# "for Gabi" for piano



## AndreasvanHaren

Another song for a child, although this one is more a present for the parents than the child. I tried to catch different moods in it: praising the birth of the baby, playfulness, a sleeping child...

For Gabi: http://www.box.net/shared/o0qi06e2t2#

André


----------



## PostMinimalist

Very nice. Lots of Brahms in there. I'm listening to it now on my laptop and I cant tell if it's a performance or midi with a very good piano sample. If it's midi it's good programming, if it's a performance tell us who's playing. PS I havn'e forgoten about the Bass version of Isabella, I've worked out most of the triplets but the octaves right after are going to have to be changed slightly. I'm practicing so I can post a decent version of it solo soon! (By the way if you could post a midi version of the accompaniment I could add that too!)
Cheers,
Fergus 

The more I hear the more I think it's a performance but without access to my stereo speakers I'm still guessing.... Hmmmm


----------



## AndreasvanHaren

It's a performance by me... but of course played on a digital piano, hooked up to my mac. I used Garageband with True-Piano samples.

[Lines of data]

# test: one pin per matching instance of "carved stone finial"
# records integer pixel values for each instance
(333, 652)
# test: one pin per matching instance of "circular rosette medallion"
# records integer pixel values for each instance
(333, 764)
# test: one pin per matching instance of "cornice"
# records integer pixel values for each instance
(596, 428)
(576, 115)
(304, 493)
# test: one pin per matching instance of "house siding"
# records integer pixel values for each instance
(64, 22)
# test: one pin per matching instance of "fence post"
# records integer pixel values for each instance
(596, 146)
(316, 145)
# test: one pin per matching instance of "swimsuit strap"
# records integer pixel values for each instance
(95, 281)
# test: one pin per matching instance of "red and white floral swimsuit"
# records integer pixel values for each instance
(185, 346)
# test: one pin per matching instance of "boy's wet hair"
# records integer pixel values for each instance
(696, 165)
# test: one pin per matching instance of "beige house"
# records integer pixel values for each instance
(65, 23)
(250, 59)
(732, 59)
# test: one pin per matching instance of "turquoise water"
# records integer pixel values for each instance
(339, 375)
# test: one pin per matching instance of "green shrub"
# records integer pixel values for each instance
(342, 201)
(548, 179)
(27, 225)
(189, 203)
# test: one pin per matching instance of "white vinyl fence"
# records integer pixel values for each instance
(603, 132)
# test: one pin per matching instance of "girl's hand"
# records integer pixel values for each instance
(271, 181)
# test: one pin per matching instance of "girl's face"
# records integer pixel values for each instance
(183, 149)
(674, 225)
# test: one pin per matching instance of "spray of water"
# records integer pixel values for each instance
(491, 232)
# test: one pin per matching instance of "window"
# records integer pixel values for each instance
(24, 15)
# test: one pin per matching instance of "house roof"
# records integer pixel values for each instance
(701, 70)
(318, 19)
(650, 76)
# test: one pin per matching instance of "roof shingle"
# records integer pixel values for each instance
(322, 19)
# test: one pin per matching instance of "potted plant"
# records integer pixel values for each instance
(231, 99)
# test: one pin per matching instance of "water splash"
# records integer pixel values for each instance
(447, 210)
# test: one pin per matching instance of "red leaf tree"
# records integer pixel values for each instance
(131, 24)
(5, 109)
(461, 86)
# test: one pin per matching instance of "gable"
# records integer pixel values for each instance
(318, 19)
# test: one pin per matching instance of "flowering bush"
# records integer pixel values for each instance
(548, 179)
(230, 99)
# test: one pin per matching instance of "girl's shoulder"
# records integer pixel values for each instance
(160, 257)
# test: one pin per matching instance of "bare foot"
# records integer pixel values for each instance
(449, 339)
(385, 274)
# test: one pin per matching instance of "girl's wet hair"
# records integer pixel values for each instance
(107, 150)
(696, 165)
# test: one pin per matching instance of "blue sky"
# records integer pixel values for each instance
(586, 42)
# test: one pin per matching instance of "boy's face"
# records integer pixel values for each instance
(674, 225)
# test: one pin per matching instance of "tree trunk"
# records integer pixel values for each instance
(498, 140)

Task set
**a)** List every mood the composer says he tried to capture in the piece, according to the forum thread about the piano piece "for Gabi".
**b)** Answer these questions using the forum thread about the piano piece "for Gabi":
(i) Who is the piece more a present for than the child?
(ii) Which composer does Fergus say he hears a lot of in the piece?
(iii) What software and samples were used for the recording?
**c)** Carry on the forum thread about the piano piece "for Gabi" from its last post.

Exercise responses
**a)**
- Praising the birth of the baby
- Playfulness
- A sleeping child

**b)**
(i) The parents.
(ii) Brahms.
(iii) Garageband with True-Piano samples.

**c)**
----------



## AndreasvanHaren

Hi Fergus, here is the midi file. Looking forward to hear your version!

André


----------



## PostMinimalist

The link didn't work. I also forgot to ask you to put it in G not F if you are going to send me an audio flie. 
F


----------



## PostMinimalist

Can you do the transposition? Sorry we're both posting at the same time! 
F


----------



## AndreasvanHaren

You want to use it for make an audio recording with your own recording, right? Why an midi? Isn't a real mp3 better to mix it with your own? I can post a link to a mp3 if you rather have that. In F.


----------



## PostMinimalist

I really need it in G because of how the bass works. Ideally an mp3 in G would be great, I was thinking a midi file would allow me to adjust the tempo and ritenutos to suite my interpretation. Any way an mp3 in G would be super!


----------



## AndreasvanHaren

Here is the midi in G. I will make an mp3 and try to post it here. Maybe it's too big.


----------



## AndreasvanHaren

Hi Fergus, here is the link to the files:
http://www.box.net/shared/k2n04k6erc

André


----------



## PostMinimalist

Thank you so much for this gift. I will try to get this up on the net by the end of the week!
And I forgot to say that your playing is wonderful! Very sensitive.
Cheers
Fergus (off to practice!)


----------



## marval

Another lovely piece, thank you for sharing. I am sure the parents will be very pleased with it.


Margaret


----------



## Margaret

It is a lovely little piece. I didn't expect the direction it developed in, but it worked. Very sweet.


----------



## Enkhbat

It's nice. 
By the way: Who is Gabi? 

Isabella is a newborn baby. But who is Gabi? Your friend? My friend works as a radio host. 
If you agree, is this possible to air your pieces(For Gabi, For Isabella)?


----------



## AndreasvanHaren

Hi!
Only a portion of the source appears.